--- start DATA SHOWN ---

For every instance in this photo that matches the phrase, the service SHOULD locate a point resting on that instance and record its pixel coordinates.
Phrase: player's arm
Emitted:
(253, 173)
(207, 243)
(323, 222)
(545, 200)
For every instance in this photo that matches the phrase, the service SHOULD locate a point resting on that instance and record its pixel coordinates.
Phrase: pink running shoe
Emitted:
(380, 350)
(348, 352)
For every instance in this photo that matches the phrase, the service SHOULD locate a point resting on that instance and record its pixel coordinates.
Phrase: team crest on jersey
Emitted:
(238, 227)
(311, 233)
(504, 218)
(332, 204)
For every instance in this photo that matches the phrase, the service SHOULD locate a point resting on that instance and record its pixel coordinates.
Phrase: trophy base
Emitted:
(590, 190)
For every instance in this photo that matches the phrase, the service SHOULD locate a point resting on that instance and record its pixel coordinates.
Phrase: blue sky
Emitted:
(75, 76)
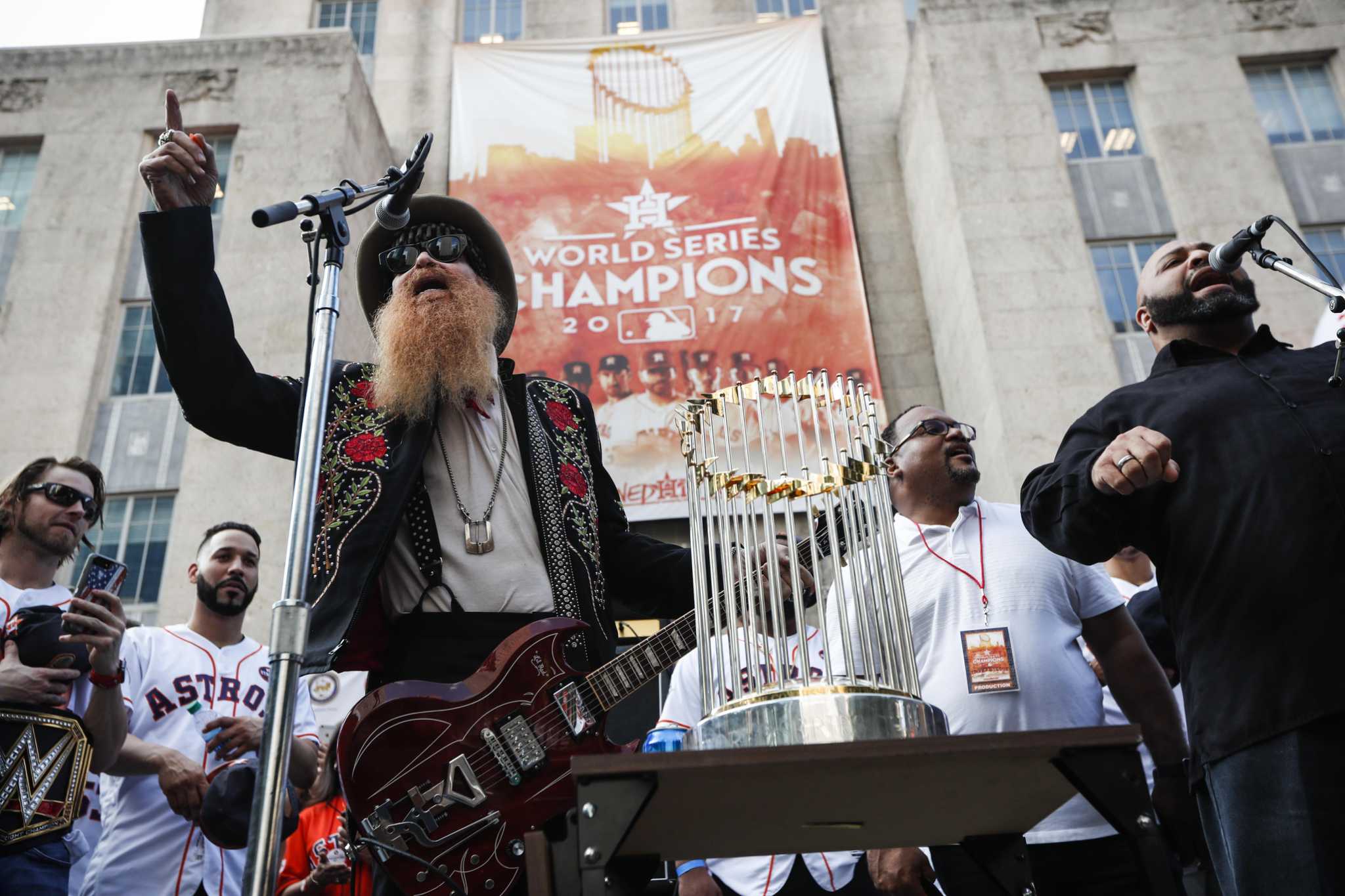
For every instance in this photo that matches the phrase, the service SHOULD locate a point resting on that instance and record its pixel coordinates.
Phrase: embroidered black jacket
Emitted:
(372, 463)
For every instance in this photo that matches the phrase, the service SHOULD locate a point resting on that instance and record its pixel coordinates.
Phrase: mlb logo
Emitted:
(657, 324)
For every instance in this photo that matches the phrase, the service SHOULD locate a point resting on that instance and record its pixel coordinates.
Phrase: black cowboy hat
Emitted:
(486, 254)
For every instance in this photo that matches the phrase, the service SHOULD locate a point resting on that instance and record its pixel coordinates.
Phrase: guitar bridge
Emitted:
(577, 716)
(523, 743)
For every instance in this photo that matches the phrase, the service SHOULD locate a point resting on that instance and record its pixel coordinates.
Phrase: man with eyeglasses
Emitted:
(996, 618)
(45, 512)
(1227, 468)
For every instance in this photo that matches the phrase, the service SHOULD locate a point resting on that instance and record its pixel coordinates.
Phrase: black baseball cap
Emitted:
(227, 809)
(657, 359)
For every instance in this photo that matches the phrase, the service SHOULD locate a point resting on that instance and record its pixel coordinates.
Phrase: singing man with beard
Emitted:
(459, 500)
(151, 796)
(1227, 468)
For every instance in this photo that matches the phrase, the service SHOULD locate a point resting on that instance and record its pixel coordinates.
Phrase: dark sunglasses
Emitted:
(65, 496)
(403, 258)
(938, 427)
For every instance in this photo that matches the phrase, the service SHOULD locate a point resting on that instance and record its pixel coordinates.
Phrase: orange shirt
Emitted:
(307, 847)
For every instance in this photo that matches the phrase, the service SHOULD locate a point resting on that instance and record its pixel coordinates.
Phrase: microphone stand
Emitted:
(1334, 297)
(290, 614)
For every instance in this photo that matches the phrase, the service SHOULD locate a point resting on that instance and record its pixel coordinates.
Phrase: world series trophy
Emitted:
(820, 437)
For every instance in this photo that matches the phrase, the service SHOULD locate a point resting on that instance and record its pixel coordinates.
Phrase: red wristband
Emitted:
(100, 680)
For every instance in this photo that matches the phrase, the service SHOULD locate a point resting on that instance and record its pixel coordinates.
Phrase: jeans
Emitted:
(1102, 867)
(39, 871)
(1273, 813)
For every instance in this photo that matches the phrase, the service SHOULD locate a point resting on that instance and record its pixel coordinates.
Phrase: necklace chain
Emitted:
(499, 471)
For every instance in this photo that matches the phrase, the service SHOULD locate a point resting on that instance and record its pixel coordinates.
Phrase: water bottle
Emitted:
(201, 717)
(663, 740)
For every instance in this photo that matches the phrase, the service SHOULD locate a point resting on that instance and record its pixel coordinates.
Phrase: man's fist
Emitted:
(900, 871)
(697, 883)
(1136, 459)
(182, 781)
(181, 172)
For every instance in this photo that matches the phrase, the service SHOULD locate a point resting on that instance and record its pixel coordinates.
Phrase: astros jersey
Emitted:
(757, 875)
(146, 848)
(639, 414)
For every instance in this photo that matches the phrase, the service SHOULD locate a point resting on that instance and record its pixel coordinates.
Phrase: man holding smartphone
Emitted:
(45, 512)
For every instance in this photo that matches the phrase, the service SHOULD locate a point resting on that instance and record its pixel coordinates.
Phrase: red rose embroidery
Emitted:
(573, 480)
(562, 417)
(363, 390)
(366, 446)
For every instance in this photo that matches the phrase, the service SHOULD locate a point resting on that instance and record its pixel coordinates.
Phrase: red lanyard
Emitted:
(981, 582)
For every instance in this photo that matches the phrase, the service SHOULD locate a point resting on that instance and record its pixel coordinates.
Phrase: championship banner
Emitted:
(677, 213)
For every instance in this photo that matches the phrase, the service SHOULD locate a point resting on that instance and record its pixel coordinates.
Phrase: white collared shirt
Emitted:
(512, 578)
(1040, 597)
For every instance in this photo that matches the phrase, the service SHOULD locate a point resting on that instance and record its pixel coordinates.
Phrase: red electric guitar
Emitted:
(454, 775)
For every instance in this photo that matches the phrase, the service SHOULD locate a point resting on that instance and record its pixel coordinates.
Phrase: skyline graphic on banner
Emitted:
(665, 249)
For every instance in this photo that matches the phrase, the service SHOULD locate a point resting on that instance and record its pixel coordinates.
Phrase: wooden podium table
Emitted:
(978, 790)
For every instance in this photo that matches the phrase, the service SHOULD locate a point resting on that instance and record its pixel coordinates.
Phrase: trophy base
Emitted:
(830, 716)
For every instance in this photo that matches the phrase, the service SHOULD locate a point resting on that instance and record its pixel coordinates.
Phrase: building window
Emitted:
(1095, 120)
(634, 16)
(1116, 267)
(1297, 104)
(223, 152)
(774, 10)
(493, 20)
(361, 15)
(135, 531)
(1329, 245)
(18, 165)
(137, 370)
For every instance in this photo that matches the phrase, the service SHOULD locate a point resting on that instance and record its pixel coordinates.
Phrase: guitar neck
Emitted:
(645, 661)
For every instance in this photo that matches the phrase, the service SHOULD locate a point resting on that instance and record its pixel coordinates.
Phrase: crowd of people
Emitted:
(1212, 490)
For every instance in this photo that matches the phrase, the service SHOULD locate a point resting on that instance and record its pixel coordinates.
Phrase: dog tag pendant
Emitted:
(478, 538)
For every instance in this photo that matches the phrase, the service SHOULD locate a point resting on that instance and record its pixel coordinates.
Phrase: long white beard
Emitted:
(436, 343)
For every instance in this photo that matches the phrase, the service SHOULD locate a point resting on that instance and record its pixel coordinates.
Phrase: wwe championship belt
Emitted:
(42, 774)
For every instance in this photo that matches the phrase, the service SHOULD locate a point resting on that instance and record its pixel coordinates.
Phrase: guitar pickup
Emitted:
(521, 742)
(577, 716)
(502, 757)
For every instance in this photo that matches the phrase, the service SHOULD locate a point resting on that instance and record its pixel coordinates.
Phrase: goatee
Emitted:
(209, 594)
(1223, 305)
(436, 343)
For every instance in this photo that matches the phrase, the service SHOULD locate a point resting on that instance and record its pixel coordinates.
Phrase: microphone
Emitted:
(393, 210)
(1227, 257)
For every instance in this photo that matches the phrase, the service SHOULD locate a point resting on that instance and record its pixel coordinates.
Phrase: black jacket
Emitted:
(372, 461)
(1247, 540)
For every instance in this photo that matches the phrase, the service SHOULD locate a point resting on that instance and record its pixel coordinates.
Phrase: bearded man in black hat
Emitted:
(459, 500)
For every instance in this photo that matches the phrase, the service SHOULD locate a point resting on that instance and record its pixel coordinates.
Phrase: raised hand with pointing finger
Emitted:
(181, 171)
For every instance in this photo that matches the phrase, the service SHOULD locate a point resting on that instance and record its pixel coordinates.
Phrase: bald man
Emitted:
(1227, 468)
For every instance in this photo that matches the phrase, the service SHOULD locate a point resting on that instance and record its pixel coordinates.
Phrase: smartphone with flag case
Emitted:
(100, 574)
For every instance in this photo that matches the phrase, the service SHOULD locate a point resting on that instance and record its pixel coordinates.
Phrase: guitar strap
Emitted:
(420, 517)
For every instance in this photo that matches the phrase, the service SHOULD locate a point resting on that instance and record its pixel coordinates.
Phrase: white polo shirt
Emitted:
(1040, 597)
(755, 875)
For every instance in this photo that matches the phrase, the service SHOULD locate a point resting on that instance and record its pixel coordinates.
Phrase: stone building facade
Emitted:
(1011, 163)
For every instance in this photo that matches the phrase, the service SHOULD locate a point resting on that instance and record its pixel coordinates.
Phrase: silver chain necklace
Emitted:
(477, 534)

--- end DATA SHOWN ---

● TASK DIRECTIONS:
Locate each line in the items above that contains the word "banner", and copy every such line.

● CORRECT RESULT:
Phrase: championship banner
Phrase: skyline graphic on banner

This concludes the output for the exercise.